#### [EXTRACT PROVIDED]
● ● ● ● ● ● ●
# Sleeping with baby increases chance for S.I.D.S.?



## ConanHub

My son and his fiance just had my first grandson and the medical staff told them that letting the baby sleep with them, even if they don't move or roll at all, increases the risk of S.I.D.S. By 50%.

I think that is the biggest load of bull **** I have ever heard!

They are also trying to get them to not touch him very much.

This seems beyond asinine to me but I'm looking for input on this.

Touching and holding babies is a needed health issue with real evidence that it increases good health.

What do you think?


----------



## SentHereForAReason

The first part I can understand, the 2nd part seems beyond silly.

To elaborate on the first part. I would be scared as Hell that I would roll over onto my kid. With our first born, we brought his crib into our bedrooom so he could be right next to our bed and he could see us and we could get him quick to pick up and comfort. As time passed, we moved him back into his room and I slept on the floor until he fell asleep. I would take naps with him on my belly/chest during the day but would not sleep with him in the bed. I think it was probably not until he 1 1/2 - 2 that he slept in our bed a few times. 

I was a very over protective parent though. I would check on him and later our daughter throughout the night to make sure they were ok in their cribs, that they were still breathing, etc.


----------



## FrenchFry

.


----------



## EleGirl

The idea of not touching a baby much comes from phyco babble from the 1940/1950's. I shocked that any medical staff is telling anyone to not trouch their baby much anymore. It's been proven to be detrimental to a child's development.

Who is telling them this? What's their medical education level.

IMHO, a baby should be held as much as possible.


Here is an article about SIDs and baby sleeping with parents. It brings up other facts such as the parents smoking and the mother drinking alcohol.

https://www.livescience.com/34531-co-sleeping-baby-sids-risk.html

And here is one that says that in the first few months, a baby should sleep in the same room with the parents, but not in the same bed.

https://www.cnn.com/2016/10/24/health/sids-sleep-in-same-room/index.html


What is baffling is that there is known cause for why babies die of SIDs more often when they sleep in the same bed with their parents.


----------



## ConanHub

Thanks for the input guys. We slept with our kids with buffers or just until they were really asleep before putting them in their crib. Worked fine.

Babies just dying from being near parents while sleeping doesn't make a lot of sense.


----------



## ConanHub

The differences in adult beds makes sense.


----------



## minimalME

ConanHub said:


> They are also trying to get them to not touch him very much.
● ● ● ● ● ● ●
#### [LISTED RECORDS]
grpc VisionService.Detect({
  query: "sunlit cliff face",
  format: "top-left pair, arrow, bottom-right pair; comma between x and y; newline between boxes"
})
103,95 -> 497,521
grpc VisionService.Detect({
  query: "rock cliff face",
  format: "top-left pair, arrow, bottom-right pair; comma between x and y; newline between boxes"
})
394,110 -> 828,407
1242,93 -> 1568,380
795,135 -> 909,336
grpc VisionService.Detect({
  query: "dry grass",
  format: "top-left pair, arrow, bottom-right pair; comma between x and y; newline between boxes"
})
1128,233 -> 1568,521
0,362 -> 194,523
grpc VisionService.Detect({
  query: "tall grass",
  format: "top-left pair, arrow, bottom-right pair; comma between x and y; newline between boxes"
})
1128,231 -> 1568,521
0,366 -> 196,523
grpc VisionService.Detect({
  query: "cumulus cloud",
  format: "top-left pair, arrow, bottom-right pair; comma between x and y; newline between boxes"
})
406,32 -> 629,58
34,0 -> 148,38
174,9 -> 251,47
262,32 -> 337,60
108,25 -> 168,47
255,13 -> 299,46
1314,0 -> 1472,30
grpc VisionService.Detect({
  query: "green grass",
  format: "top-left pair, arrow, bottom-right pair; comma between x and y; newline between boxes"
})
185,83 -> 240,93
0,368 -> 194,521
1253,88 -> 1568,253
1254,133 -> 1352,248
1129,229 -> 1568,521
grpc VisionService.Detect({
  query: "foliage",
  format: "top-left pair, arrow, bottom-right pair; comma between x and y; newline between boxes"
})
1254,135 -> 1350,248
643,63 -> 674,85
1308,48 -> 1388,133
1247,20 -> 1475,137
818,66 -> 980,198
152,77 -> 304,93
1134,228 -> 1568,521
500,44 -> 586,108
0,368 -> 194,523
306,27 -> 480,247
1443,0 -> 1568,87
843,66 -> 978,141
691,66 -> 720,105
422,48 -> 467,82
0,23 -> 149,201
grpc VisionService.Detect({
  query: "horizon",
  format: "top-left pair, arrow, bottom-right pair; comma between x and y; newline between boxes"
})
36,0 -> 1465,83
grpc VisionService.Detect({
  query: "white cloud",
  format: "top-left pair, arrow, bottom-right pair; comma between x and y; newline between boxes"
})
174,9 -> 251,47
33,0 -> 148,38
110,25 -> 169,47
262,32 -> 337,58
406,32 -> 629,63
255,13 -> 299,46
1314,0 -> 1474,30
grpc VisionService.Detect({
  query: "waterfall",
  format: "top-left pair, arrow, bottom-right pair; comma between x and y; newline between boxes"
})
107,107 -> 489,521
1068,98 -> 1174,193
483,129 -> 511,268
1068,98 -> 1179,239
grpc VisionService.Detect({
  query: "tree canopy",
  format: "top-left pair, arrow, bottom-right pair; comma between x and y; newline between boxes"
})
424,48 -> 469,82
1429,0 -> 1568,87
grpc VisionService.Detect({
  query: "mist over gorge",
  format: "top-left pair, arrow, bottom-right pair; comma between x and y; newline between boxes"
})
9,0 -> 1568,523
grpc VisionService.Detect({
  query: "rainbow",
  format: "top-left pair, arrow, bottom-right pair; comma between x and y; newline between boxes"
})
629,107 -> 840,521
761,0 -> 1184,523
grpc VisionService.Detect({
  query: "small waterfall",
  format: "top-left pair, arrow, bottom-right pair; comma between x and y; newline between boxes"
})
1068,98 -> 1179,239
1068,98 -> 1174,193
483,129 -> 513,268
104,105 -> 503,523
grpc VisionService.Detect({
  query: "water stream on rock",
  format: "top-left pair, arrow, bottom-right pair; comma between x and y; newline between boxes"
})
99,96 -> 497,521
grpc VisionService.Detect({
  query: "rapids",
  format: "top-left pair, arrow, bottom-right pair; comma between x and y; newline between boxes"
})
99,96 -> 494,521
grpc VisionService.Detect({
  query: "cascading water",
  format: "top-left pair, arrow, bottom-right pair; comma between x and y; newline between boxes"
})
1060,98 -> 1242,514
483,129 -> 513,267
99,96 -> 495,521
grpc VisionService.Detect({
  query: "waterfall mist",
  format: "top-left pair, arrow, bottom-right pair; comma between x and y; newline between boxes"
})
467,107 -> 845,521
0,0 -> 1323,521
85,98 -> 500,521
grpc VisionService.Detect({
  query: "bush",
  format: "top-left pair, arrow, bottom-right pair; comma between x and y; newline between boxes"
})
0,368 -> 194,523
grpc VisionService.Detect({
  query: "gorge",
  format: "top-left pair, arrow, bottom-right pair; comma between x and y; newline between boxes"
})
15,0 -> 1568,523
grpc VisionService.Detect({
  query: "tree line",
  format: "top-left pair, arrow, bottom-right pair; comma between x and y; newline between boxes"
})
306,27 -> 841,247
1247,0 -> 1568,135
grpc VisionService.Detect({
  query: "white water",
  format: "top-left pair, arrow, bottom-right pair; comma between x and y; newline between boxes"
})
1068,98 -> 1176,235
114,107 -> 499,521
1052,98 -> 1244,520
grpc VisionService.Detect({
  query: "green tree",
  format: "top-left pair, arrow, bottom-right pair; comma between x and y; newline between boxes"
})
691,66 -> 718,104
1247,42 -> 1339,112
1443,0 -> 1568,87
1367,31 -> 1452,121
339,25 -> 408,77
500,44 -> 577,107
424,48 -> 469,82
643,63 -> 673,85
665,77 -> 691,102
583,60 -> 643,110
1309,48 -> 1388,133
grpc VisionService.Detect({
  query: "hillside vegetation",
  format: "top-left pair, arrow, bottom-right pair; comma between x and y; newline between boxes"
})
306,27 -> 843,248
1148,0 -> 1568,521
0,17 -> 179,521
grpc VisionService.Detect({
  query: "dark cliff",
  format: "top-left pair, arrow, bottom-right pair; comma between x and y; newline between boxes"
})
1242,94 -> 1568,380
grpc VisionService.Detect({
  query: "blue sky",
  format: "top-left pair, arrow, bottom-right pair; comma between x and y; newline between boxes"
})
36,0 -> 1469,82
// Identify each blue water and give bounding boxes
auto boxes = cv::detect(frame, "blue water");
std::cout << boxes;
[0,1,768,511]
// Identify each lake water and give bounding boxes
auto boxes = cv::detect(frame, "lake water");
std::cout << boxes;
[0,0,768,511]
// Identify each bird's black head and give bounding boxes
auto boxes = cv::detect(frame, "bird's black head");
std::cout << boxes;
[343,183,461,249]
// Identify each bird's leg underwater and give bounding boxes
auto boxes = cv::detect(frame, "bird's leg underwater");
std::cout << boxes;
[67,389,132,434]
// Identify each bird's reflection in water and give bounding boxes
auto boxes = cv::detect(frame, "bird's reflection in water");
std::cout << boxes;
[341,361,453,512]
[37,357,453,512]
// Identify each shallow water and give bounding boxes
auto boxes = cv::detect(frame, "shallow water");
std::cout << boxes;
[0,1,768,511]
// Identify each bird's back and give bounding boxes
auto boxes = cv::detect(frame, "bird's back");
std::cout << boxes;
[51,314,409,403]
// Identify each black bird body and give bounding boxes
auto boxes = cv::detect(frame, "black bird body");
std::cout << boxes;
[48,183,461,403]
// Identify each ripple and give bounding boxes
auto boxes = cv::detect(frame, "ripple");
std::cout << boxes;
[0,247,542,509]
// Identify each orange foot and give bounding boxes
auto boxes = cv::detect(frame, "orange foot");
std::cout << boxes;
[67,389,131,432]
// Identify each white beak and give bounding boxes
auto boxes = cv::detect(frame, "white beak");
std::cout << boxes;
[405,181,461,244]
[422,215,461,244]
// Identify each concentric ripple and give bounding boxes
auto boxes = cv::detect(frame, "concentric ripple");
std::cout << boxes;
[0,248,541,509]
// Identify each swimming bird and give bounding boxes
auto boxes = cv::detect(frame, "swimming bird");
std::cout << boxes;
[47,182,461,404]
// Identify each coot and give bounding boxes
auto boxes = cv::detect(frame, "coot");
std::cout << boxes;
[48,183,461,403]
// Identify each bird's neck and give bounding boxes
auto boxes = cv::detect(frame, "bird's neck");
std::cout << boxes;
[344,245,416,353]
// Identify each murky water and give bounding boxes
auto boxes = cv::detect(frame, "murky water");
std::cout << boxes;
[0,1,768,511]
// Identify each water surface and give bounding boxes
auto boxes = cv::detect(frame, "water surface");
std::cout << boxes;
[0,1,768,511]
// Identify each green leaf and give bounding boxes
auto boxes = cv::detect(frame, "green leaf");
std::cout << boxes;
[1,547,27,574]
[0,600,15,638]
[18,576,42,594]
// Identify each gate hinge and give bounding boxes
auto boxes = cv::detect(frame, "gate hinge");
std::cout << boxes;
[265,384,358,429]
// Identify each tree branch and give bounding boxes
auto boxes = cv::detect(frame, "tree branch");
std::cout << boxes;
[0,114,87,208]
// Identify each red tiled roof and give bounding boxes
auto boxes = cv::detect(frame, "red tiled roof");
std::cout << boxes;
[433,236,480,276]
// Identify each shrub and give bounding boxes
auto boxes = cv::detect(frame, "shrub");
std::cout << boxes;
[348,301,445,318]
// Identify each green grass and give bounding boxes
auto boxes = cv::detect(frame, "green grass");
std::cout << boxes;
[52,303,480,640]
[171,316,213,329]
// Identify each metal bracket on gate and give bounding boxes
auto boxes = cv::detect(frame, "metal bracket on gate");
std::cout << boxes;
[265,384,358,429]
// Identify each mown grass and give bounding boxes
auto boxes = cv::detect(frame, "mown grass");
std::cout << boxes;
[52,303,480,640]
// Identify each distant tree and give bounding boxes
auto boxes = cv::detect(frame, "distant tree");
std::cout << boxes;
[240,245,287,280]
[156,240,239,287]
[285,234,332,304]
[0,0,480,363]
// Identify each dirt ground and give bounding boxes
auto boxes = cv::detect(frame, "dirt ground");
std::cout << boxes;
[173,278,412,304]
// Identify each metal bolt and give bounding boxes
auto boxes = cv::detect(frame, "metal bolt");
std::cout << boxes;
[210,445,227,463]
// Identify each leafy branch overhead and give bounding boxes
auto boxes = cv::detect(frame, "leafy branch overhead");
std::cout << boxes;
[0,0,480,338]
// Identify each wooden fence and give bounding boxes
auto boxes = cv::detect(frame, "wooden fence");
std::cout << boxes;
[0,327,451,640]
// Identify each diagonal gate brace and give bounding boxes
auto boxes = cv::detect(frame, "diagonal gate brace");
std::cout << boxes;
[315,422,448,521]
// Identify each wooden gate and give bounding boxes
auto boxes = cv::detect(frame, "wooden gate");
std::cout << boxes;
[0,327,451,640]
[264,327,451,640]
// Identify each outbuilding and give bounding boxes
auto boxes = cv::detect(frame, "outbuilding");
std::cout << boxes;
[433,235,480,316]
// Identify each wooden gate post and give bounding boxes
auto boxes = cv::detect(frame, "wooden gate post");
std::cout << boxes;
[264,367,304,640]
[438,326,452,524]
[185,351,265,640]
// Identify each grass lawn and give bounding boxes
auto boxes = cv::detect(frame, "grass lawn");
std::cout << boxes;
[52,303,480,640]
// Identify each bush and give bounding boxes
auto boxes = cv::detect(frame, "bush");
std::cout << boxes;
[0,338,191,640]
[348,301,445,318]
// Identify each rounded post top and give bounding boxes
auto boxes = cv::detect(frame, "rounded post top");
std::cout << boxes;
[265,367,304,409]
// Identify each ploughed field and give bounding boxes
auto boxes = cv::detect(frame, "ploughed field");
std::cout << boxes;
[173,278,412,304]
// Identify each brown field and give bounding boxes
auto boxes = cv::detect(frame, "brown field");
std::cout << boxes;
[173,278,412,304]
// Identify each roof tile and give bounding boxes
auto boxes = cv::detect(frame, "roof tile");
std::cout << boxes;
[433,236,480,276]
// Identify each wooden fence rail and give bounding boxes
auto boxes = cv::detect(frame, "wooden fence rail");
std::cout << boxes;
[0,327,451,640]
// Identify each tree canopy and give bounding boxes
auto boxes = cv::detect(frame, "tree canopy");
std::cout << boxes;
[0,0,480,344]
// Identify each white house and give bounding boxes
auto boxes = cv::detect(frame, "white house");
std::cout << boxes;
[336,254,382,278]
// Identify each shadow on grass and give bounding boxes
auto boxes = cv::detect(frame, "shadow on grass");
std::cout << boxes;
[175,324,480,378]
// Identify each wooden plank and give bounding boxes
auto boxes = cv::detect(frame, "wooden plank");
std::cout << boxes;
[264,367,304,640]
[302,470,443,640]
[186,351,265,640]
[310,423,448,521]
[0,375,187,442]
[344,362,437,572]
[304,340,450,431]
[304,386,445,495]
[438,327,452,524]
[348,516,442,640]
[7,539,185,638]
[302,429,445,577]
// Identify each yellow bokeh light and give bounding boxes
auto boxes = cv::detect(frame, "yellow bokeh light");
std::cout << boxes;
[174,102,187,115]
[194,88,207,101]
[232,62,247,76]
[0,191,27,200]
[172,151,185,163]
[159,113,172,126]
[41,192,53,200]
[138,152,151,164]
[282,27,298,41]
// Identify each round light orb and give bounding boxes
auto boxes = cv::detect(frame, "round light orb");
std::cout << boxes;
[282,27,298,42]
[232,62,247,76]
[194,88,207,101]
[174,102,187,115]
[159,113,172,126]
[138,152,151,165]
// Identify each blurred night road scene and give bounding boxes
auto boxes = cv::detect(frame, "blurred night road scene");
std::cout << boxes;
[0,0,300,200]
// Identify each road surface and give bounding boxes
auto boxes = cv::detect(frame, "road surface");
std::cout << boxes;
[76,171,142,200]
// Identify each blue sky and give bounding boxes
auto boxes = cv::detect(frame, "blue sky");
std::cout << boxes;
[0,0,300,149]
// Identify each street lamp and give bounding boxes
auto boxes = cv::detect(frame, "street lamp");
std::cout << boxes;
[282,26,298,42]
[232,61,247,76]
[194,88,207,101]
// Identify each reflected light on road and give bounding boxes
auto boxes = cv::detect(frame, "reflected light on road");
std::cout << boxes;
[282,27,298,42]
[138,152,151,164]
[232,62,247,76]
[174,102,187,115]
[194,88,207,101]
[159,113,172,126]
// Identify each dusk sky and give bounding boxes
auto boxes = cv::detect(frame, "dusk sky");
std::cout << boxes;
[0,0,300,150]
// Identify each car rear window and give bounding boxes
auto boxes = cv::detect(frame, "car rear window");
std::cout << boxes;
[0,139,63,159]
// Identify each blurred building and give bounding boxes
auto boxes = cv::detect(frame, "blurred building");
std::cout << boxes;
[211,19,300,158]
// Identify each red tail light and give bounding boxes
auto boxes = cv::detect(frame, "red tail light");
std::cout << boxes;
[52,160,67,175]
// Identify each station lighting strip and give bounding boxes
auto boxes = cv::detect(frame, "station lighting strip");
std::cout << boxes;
● ● ● ● ● ● ●
#### [ACTIVITY]
Can you rewrite the part of the thread that begins at the words "I think that" and stops after "do you think?", swapping "asinine" for "absurd"?

#### [TASK OUTPUT]
I think that is the biggest load of bull **** I have ever heard!

They are also trying to get them to not touch him very much.

This seems beyond absurd to me but I'm looking for input on this.

Touching and holding babies is a needed health issue with real evidence that it increases good health.

What do you think?